__WHAT YOU ARE ASKED TO DO__. Filter the records down to the lines that hold the word "blue", and copy each of those lines.

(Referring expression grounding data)
========================================================================

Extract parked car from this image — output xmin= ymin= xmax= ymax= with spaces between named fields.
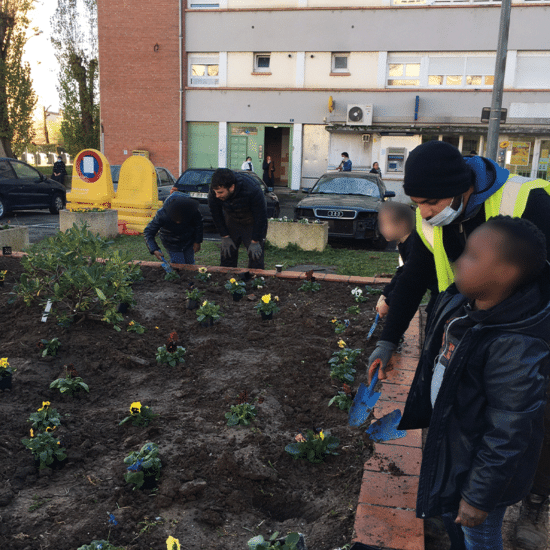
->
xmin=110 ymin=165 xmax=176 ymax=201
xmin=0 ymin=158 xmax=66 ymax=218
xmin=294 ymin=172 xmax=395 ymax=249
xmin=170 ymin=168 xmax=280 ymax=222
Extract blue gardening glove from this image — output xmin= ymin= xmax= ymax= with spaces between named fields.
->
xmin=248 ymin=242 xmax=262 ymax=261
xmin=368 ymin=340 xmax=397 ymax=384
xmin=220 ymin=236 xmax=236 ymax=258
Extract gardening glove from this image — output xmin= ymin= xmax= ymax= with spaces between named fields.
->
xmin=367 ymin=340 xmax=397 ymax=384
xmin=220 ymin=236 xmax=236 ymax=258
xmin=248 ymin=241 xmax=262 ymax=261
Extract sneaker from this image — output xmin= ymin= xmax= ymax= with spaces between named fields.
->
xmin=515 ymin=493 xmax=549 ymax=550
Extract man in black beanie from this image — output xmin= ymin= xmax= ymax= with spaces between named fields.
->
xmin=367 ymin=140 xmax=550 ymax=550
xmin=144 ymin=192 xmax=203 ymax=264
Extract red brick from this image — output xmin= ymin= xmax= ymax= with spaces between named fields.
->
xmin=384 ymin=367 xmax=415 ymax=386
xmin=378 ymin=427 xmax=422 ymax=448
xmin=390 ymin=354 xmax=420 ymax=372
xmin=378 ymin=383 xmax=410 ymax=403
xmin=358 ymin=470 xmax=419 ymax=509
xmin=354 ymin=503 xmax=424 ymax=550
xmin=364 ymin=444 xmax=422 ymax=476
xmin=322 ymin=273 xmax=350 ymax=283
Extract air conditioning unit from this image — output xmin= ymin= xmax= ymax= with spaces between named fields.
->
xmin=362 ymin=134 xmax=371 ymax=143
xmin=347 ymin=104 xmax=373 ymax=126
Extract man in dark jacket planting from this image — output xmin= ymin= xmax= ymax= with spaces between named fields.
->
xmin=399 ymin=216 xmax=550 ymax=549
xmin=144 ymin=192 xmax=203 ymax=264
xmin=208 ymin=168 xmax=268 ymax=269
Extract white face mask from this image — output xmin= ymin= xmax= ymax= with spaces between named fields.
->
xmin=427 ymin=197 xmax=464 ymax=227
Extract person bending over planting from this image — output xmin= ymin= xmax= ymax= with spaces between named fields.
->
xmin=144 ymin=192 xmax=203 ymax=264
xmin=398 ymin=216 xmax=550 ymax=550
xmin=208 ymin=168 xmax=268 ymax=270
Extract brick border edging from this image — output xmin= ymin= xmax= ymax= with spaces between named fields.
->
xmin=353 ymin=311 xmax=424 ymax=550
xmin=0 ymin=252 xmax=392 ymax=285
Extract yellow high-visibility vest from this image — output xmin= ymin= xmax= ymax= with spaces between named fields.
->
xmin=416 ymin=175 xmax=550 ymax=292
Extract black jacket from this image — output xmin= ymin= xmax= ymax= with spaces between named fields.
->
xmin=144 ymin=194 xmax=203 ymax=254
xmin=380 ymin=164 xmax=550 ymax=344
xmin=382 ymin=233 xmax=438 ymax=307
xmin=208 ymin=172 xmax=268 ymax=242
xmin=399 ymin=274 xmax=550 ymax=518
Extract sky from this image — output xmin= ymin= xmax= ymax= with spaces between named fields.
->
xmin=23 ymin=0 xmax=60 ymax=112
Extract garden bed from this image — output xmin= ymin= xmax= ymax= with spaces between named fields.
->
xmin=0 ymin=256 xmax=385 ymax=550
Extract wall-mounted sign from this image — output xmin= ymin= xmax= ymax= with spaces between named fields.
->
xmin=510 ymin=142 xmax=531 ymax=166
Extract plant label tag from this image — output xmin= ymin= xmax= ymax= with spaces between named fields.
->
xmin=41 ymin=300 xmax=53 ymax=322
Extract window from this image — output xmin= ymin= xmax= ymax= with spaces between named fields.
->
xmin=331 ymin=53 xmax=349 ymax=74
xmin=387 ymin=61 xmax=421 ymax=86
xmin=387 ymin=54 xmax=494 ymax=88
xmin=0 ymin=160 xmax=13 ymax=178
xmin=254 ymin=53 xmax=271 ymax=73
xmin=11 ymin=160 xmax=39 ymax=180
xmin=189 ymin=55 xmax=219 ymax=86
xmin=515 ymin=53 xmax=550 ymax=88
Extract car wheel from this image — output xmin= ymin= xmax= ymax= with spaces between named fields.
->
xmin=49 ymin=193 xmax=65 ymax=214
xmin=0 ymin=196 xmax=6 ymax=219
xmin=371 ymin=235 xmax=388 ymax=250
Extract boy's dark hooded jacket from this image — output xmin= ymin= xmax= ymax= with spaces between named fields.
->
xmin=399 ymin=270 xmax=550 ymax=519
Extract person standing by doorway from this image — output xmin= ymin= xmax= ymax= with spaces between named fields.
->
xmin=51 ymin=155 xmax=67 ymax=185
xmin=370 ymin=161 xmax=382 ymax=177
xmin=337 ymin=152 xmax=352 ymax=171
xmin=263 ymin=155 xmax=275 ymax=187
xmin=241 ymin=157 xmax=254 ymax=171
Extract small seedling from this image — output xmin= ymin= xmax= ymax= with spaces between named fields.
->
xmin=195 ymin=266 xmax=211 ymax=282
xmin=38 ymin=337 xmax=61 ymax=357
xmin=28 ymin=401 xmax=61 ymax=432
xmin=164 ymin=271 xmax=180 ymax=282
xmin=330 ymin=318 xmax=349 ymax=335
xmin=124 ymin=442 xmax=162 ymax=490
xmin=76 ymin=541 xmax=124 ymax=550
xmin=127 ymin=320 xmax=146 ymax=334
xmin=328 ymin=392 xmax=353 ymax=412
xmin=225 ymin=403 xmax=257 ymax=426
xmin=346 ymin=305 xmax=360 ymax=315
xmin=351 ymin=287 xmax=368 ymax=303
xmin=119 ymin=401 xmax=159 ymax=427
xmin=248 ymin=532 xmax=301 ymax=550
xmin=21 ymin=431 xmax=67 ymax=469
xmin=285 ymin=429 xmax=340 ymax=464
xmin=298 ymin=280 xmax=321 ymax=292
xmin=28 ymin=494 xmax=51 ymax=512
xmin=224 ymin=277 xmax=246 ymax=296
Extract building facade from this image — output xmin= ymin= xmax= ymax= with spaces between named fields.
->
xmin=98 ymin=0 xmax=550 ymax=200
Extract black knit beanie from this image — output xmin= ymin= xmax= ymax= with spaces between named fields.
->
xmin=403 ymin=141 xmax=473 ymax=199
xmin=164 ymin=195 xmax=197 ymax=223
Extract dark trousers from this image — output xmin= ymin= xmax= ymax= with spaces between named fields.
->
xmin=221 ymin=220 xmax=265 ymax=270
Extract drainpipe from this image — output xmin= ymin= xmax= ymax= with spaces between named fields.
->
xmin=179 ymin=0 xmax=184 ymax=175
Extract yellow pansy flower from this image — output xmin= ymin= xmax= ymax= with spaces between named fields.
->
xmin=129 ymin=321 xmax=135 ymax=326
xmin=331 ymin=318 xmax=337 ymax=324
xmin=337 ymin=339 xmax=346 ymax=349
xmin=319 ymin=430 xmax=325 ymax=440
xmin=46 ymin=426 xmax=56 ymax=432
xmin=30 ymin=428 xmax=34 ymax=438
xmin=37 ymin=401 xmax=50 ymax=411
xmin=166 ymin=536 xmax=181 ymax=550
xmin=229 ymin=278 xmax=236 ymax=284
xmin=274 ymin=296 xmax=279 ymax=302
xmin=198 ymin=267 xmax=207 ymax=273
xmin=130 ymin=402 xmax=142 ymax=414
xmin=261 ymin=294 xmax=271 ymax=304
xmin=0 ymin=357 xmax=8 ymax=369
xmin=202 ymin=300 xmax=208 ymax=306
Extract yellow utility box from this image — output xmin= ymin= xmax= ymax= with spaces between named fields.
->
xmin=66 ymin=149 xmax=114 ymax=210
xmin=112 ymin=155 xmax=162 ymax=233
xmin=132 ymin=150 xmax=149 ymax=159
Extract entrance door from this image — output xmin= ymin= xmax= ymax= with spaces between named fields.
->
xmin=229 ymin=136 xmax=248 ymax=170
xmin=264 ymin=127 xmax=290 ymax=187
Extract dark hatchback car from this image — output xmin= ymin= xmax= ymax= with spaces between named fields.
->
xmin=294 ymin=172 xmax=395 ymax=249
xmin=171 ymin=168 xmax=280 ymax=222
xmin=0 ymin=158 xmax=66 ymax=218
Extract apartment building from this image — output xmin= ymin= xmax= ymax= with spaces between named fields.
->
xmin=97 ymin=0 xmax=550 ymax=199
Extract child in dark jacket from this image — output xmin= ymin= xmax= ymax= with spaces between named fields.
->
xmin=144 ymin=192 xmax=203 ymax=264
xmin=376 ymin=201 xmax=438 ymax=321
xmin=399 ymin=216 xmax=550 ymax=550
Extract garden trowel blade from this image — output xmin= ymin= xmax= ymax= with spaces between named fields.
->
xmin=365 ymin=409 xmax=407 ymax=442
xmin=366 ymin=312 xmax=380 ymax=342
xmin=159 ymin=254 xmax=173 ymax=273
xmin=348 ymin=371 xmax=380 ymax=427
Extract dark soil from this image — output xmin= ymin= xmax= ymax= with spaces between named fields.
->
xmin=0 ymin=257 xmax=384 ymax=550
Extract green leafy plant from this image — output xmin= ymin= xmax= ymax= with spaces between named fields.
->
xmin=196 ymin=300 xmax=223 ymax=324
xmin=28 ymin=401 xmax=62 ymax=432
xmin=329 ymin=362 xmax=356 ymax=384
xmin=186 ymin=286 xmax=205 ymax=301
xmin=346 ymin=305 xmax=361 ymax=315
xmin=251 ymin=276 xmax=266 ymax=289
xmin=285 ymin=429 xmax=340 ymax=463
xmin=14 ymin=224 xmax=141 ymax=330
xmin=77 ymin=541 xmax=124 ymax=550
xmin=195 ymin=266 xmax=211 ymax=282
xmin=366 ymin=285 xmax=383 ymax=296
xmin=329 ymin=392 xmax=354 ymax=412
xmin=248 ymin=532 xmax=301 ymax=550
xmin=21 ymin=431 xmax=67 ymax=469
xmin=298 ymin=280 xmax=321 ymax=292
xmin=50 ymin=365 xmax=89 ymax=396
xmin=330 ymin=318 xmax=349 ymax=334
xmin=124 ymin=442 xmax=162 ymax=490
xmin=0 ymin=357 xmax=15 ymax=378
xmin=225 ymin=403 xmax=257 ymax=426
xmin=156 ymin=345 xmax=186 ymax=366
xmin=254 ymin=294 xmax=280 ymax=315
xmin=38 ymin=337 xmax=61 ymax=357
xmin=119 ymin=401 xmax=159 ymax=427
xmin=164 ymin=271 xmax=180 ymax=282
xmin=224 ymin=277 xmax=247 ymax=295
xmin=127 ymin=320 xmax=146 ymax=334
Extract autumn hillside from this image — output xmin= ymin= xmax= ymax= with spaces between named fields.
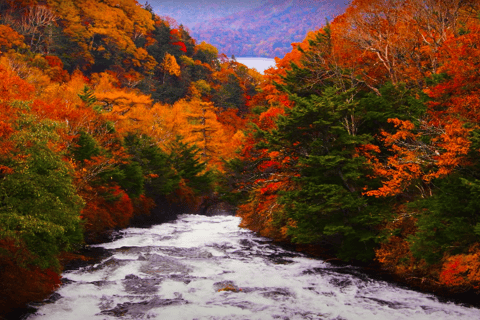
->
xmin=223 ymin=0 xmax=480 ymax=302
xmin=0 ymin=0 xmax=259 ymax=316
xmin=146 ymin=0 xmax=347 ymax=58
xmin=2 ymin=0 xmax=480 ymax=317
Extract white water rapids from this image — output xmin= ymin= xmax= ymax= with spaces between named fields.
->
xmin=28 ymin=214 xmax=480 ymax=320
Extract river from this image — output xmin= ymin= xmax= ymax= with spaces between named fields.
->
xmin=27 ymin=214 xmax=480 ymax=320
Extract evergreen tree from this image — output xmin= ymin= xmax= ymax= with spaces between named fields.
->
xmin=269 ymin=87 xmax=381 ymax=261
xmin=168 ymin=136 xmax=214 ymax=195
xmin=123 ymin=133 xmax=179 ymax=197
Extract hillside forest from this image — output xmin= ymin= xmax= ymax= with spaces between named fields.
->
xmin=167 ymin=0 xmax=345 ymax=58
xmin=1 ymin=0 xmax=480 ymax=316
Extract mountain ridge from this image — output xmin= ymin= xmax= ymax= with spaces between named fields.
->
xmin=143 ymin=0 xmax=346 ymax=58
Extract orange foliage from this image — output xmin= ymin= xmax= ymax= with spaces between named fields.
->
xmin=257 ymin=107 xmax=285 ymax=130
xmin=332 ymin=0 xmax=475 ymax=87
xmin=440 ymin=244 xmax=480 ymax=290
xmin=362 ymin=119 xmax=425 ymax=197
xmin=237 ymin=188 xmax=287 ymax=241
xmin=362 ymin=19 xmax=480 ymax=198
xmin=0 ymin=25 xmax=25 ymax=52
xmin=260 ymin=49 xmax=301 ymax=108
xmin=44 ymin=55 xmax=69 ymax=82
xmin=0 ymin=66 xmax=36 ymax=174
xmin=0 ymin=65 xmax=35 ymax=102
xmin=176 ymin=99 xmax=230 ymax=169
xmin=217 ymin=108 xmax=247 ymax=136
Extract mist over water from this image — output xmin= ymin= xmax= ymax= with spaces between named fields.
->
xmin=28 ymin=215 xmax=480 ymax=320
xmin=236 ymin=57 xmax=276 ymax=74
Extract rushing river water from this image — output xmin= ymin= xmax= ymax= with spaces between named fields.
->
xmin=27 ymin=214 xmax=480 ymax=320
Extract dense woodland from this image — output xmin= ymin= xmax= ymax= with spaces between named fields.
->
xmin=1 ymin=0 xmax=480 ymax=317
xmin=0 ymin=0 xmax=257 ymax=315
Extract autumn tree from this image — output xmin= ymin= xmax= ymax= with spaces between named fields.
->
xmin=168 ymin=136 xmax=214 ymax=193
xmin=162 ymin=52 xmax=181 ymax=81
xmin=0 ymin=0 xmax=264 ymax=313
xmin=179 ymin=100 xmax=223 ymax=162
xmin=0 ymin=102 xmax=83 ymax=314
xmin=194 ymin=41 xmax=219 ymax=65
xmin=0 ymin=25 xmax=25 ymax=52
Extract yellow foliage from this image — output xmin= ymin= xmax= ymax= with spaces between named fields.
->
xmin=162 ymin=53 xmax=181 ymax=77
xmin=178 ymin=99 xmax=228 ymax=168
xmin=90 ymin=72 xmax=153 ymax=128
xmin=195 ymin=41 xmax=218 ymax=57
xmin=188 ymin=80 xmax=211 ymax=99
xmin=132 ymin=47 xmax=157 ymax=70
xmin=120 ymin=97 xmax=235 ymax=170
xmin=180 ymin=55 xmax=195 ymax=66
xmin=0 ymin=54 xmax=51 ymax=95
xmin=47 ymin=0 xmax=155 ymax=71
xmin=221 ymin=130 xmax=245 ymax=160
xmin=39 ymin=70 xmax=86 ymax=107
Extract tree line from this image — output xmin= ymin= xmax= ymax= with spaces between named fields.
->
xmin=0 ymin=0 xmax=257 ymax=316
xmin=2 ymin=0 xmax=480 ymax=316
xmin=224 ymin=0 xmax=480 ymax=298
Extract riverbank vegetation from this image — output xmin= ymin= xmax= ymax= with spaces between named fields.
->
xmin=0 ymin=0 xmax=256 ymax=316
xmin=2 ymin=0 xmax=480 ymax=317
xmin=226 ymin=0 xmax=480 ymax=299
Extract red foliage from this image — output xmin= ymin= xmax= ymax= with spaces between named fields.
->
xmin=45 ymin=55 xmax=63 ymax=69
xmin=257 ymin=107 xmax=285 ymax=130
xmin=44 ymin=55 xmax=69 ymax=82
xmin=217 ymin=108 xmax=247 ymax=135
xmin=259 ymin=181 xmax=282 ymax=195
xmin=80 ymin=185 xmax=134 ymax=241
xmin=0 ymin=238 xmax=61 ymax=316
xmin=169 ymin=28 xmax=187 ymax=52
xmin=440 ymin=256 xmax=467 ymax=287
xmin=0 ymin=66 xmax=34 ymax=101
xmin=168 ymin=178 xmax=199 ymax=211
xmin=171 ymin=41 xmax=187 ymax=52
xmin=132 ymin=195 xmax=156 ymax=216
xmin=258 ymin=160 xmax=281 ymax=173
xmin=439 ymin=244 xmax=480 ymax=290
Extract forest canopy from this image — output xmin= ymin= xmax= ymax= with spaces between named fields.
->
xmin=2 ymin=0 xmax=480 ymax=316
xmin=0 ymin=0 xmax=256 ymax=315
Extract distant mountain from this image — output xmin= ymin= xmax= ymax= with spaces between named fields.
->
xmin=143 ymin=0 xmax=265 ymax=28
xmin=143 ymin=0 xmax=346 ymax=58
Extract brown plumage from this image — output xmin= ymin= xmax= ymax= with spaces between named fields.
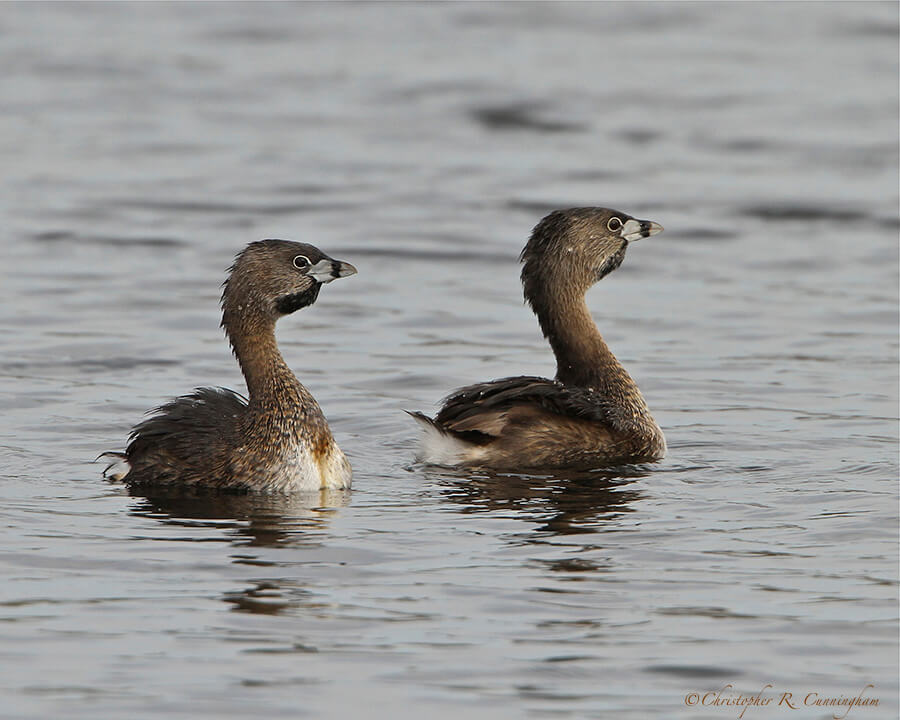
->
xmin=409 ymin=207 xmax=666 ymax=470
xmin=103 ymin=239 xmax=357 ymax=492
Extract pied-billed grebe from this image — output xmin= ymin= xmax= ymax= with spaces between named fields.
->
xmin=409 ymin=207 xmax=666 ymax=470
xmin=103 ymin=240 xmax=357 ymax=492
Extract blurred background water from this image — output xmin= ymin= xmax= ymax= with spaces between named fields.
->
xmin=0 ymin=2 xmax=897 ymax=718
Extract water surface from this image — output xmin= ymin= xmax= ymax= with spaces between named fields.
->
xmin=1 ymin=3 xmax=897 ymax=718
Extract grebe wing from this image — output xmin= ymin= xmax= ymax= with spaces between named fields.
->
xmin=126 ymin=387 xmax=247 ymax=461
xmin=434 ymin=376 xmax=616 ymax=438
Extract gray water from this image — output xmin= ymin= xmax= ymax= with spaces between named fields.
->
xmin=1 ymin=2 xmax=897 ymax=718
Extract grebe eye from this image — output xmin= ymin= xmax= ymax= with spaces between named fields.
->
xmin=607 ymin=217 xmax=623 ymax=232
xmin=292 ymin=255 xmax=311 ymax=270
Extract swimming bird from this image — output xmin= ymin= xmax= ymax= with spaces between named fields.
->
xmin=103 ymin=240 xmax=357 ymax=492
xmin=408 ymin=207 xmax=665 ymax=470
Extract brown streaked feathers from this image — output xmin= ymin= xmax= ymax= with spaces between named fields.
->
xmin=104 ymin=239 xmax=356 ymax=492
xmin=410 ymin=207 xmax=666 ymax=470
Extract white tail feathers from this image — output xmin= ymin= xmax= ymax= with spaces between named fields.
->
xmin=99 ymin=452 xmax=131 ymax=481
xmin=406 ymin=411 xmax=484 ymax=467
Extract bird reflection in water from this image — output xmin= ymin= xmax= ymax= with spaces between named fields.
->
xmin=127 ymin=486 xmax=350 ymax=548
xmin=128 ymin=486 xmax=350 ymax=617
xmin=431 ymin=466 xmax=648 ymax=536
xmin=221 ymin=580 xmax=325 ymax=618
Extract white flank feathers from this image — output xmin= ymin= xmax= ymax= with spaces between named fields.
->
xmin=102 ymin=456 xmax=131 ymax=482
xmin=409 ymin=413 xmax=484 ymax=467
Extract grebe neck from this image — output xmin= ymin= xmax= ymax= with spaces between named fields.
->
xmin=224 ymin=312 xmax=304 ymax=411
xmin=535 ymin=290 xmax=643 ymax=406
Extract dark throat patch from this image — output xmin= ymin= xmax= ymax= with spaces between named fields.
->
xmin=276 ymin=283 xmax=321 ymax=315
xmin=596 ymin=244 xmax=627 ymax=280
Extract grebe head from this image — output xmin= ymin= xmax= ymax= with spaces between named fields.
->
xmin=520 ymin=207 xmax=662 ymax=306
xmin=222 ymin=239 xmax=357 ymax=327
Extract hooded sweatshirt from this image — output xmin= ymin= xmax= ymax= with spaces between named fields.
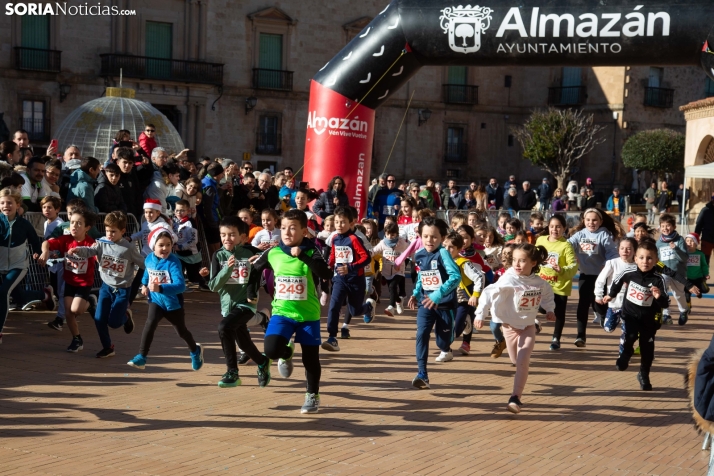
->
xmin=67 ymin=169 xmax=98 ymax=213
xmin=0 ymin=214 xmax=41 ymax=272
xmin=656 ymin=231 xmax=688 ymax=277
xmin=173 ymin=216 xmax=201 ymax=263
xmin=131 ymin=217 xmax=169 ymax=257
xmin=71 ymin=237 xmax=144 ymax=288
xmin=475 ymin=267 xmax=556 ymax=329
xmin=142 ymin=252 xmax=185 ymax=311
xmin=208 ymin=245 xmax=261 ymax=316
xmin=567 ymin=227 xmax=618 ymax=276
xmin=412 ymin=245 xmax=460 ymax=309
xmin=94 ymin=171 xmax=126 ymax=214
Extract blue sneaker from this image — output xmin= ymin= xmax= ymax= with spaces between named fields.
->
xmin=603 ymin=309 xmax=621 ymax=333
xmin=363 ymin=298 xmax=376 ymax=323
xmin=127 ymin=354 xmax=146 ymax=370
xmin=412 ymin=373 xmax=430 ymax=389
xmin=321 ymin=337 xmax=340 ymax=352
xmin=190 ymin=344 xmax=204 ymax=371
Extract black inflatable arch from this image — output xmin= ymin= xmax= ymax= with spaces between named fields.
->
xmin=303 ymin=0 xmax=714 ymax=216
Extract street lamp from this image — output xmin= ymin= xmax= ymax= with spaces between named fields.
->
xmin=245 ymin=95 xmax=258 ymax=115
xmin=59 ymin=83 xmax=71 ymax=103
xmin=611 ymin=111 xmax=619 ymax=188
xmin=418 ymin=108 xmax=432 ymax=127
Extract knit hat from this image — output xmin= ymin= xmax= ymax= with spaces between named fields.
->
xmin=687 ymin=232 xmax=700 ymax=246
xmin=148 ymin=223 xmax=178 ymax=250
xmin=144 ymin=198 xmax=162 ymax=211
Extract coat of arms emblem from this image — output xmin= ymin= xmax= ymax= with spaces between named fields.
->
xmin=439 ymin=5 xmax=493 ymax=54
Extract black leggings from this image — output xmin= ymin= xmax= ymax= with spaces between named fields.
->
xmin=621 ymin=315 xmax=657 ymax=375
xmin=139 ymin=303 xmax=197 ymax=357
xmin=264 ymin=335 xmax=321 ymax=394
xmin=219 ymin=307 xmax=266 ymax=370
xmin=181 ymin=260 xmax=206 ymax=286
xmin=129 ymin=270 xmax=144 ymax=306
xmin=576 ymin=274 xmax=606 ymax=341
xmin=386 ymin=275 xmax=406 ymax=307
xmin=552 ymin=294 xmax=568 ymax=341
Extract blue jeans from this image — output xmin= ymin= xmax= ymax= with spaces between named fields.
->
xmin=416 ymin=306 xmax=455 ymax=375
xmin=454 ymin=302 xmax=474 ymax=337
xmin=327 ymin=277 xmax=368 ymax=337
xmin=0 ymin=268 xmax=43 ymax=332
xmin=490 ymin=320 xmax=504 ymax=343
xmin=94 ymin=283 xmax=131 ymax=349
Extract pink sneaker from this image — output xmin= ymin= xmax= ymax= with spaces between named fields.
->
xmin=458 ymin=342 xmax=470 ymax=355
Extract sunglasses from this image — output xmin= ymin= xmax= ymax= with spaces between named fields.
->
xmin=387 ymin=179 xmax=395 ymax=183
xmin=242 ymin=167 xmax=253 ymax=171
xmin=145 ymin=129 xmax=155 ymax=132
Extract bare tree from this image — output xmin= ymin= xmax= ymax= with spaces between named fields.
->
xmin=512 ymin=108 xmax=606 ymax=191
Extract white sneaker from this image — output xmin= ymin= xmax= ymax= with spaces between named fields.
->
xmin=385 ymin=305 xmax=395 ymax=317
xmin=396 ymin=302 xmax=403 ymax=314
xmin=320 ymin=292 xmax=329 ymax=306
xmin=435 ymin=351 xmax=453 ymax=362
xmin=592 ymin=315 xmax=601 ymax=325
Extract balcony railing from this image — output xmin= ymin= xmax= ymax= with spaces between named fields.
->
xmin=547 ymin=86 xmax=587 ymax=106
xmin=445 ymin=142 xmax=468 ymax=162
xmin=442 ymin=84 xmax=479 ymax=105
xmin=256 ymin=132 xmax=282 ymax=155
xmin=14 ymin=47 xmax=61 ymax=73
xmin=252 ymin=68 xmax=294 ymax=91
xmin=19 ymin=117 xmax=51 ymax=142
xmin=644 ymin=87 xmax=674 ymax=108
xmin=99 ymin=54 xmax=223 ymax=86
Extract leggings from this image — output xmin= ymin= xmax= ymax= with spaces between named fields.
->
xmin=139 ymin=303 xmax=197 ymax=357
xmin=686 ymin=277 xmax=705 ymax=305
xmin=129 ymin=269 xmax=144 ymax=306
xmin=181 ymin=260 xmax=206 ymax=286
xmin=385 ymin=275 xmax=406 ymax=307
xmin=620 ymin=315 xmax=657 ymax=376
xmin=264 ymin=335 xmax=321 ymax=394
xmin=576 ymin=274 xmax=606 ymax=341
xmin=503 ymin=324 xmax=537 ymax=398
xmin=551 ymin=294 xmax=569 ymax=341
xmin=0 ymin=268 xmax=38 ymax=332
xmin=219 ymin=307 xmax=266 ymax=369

========================================================================

__ANSWER TO THE EXERCISE__.
Extract blue gardening glove from this image — output xmin= ymin= xmax= ymax= with spaces between named fields.
Extract blue sneaker from this image — output xmin= ymin= xmax= ymax= with spaces between named fields.
Extract blue jeans from this image — output xmin= ymin= xmax= ymax= with spaces between named fields.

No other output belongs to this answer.